### [Task objective]
Rewrite each of the following items, substituting "dot" for "marker" and keeping every other word unchanged.

Saved entries:
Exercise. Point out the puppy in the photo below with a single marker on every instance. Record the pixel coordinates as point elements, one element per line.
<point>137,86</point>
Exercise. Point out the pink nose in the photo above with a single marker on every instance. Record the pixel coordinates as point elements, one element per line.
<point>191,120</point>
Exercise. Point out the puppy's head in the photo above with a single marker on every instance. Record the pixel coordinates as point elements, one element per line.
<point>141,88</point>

### [Result of this exercise]
Exercise. Point out the puppy in the photo below with a single dot on every instance. Record the pixel coordinates as point elements, one element per line.
<point>137,86</point>
Exercise. Point out the pink nose in the photo above with a single dot on every instance. Record the pixel coordinates as point elements, one element per line.
<point>191,120</point>
Exercise. Point out the puppy's head in the photo above with a single dot on every instance. Record the pixel coordinates as point elements, one element per line.
<point>141,88</point>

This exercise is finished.